Records from a point annotation dataset:
============================================================

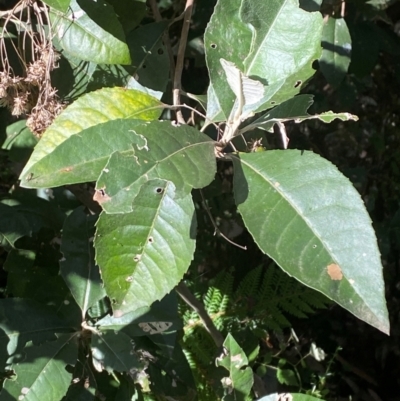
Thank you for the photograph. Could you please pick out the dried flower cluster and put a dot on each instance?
(31, 94)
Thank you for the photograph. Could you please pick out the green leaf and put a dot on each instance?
(289, 110)
(90, 30)
(295, 110)
(23, 320)
(310, 5)
(90, 110)
(130, 12)
(287, 376)
(20, 142)
(59, 5)
(308, 217)
(163, 314)
(41, 373)
(275, 44)
(240, 381)
(114, 351)
(81, 158)
(143, 254)
(150, 61)
(77, 266)
(12, 226)
(186, 158)
(336, 43)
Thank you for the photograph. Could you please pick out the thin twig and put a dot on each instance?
(217, 230)
(180, 60)
(8, 13)
(199, 308)
(167, 42)
(85, 197)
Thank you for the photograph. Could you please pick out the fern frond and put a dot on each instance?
(250, 283)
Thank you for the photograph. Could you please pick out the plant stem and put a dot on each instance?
(199, 308)
(167, 42)
(176, 95)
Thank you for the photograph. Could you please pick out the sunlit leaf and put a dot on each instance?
(144, 254)
(186, 157)
(90, 110)
(77, 266)
(275, 43)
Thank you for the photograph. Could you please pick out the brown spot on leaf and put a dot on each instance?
(100, 196)
(334, 271)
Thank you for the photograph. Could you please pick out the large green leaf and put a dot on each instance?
(89, 110)
(23, 320)
(150, 62)
(336, 43)
(90, 30)
(144, 254)
(77, 265)
(114, 351)
(19, 266)
(41, 373)
(20, 142)
(59, 5)
(295, 110)
(161, 317)
(275, 43)
(308, 217)
(180, 154)
(12, 226)
(80, 158)
(240, 380)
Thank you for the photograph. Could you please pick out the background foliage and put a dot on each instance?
(284, 342)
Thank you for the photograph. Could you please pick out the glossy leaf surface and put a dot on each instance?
(275, 43)
(113, 351)
(309, 218)
(89, 110)
(41, 373)
(59, 5)
(186, 157)
(144, 254)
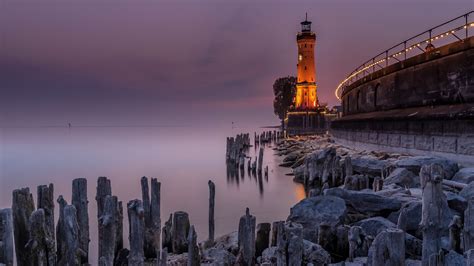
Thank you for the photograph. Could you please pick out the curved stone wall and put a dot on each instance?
(444, 76)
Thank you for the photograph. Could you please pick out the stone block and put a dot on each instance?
(373, 137)
(465, 145)
(445, 144)
(383, 139)
(394, 140)
(424, 143)
(407, 141)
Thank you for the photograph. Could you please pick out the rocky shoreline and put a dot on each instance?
(362, 208)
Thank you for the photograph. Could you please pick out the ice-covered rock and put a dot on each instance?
(414, 164)
(368, 165)
(215, 257)
(403, 178)
(365, 202)
(311, 212)
(314, 253)
(464, 175)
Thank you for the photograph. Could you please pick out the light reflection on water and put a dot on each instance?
(182, 158)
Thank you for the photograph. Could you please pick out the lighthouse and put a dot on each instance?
(306, 97)
(306, 116)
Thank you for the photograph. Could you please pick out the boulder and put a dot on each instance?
(467, 192)
(359, 261)
(368, 165)
(311, 212)
(456, 202)
(413, 215)
(314, 253)
(403, 178)
(215, 256)
(465, 175)
(452, 258)
(414, 164)
(365, 202)
(375, 225)
(177, 259)
(410, 262)
(269, 255)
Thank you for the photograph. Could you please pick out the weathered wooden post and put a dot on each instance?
(377, 185)
(281, 243)
(247, 238)
(455, 229)
(348, 166)
(294, 233)
(6, 237)
(470, 257)
(388, 248)
(104, 189)
(136, 233)
(156, 213)
(70, 239)
(41, 245)
(263, 238)
(152, 217)
(468, 232)
(22, 208)
(118, 228)
(180, 232)
(80, 202)
(193, 250)
(167, 237)
(61, 242)
(108, 231)
(260, 160)
(164, 257)
(434, 203)
(212, 197)
(402, 220)
(45, 197)
(275, 227)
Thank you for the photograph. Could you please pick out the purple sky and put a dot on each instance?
(184, 62)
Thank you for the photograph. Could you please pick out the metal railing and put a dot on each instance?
(412, 46)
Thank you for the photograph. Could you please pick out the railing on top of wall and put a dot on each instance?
(412, 46)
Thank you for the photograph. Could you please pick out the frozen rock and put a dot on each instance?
(464, 175)
(467, 192)
(403, 178)
(314, 253)
(313, 211)
(216, 257)
(388, 248)
(375, 225)
(368, 165)
(366, 203)
(414, 164)
(456, 202)
(228, 242)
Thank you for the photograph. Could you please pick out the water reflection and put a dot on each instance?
(176, 156)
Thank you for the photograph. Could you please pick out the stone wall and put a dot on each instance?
(431, 141)
(444, 76)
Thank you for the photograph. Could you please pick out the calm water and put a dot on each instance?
(182, 158)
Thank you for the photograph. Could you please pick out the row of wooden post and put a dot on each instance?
(32, 233)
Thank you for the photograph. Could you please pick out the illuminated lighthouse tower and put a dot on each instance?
(306, 116)
(306, 97)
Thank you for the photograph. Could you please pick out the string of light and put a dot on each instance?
(393, 56)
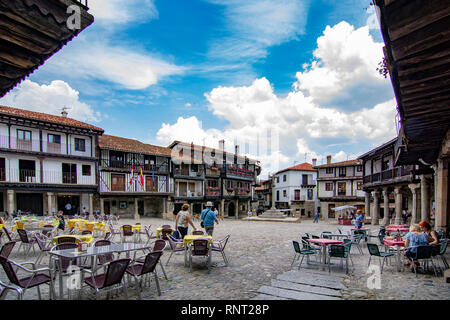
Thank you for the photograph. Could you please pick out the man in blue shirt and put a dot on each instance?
(209, 217)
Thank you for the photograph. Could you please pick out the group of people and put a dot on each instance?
(184, 219)
(420, 234)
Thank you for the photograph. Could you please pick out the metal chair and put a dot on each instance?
(148, 267)
(37, 278)
(219, 246)
(299, 252)
(174, 246)
(7, 248)
(26, 242)
(338, 251)
(7, 287)
(127, 232)
(110, 280)
(375, 251)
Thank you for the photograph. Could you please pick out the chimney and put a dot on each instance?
(222, 145)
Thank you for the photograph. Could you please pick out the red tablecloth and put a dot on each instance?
(400, 243)
(392, 230)
(326, 241)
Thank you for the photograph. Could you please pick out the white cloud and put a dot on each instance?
(113, 13)
(345, 58)
(125, 66)
(50, 99)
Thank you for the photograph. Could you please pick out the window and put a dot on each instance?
(54, 138)
(86, 169)
(80, 145)
(24, 135)
(310, 194)
(341, 188)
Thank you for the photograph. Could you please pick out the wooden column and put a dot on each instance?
(442, 208)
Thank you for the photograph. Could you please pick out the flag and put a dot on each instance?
(132, 174)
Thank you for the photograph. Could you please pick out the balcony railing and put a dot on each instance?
(389, 174)
(116, 164)
(45, 177)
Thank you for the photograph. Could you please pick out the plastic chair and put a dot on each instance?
(200, 248)
(299, 252)
(219, 246)
(7, 248)
(174, 246)
(37, 278)
(26, 241)
(111, 279)
(148, 267)
(375, 251)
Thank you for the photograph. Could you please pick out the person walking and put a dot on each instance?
(316, 217)
(208, 218)
(183, 220)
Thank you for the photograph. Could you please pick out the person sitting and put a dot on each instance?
(359, 219)
(415, 237)
(432, 235)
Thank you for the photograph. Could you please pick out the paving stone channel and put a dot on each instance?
(260, 255)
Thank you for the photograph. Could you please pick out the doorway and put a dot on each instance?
(70, 205)
(231, 209)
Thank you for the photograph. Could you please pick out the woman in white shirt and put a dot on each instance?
(183, 220)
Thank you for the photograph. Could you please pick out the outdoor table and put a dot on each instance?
(93, 252)
(189, 238)
(88, 238)
(324, 243)
(398, 244)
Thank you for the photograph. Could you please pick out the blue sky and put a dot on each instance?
(202, 70)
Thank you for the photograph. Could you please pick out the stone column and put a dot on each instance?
(386, 207)
(398, 205)
(367, 204)
(10, 201)
(424, 198)
(136, 210)
(91, 206)
(49, 203)
(376, 207)
(442, 209)
(414, 212)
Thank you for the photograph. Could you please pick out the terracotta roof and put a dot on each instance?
(299, 167)
(340, 164)
(200, 148)
(131, 145)
(47, 117)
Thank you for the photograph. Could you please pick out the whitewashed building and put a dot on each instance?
(295, 188)
(46, 162)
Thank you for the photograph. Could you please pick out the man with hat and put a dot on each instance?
(208, 218)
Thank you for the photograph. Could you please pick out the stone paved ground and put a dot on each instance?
(258, 253)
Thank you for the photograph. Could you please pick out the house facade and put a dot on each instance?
(295, 188)
(46, 162)
(204, 174)
(339, 184)
(134, 177)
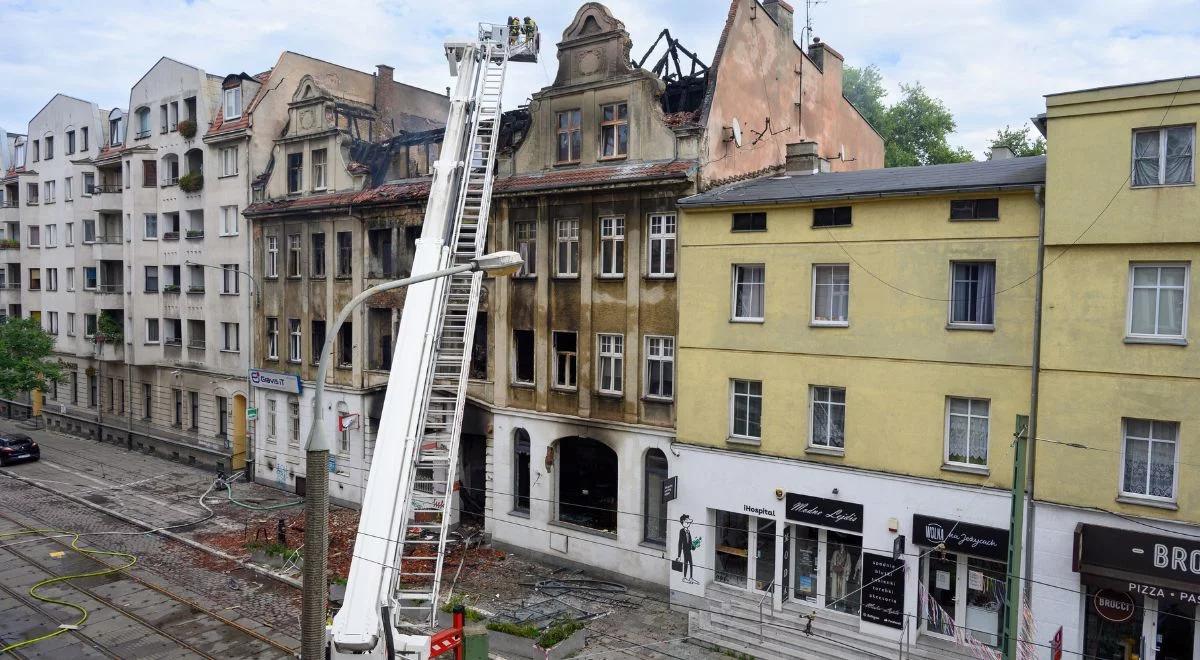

============================================================

Recast the lines as a JSON list of strings, one string per line with blank lines omitted, starting at the line that contains "the stone column" and ending at the last line of the records. Leave the pictures out of the answer.

[
  "Thank you for the photograph. Could you please pick out the stone column and put a dot on each instance?",
  "(386, 207)",
  "(398, 205)",
  "(367, 204)",
  "(10, 201)",
  "(424, 198)",
  "(136, 210)",
  "(91, 206)",
  "(49, 203)",
  "(376, 207)",
  "(442, 209)",
  "(414, 212)",
  "Thank you for the photograph. Could you please pick out the terracotta roof and put a dot on each instance?",
  "(299, 167)",
  "(340, 164)",
  "(200, 148)",
  "(131, 145)",
  "(47, 117)",
  "Thank you for the photograph. Could you please pick out the whitewashed building and put a dot on each instance?",
  "(295, 188)",
  "(46, 162)",
  "Thank you for the photograph. Could you please pick out the man with hat and put a dot on each instance?",
  "(208, 218)",
  "Thank you for the photograph. Could you please pick out the stone paved ground and put a dot on each instance?",
  "(258, 253)",
  "Thank you for the photograph. Could you please pick out the house facade and put a dot on each instance?",
  "(295, 188)",
  "(46, 162)",
  "(204, 174)",
  "(339, 184)",
  "(134, 177)"
]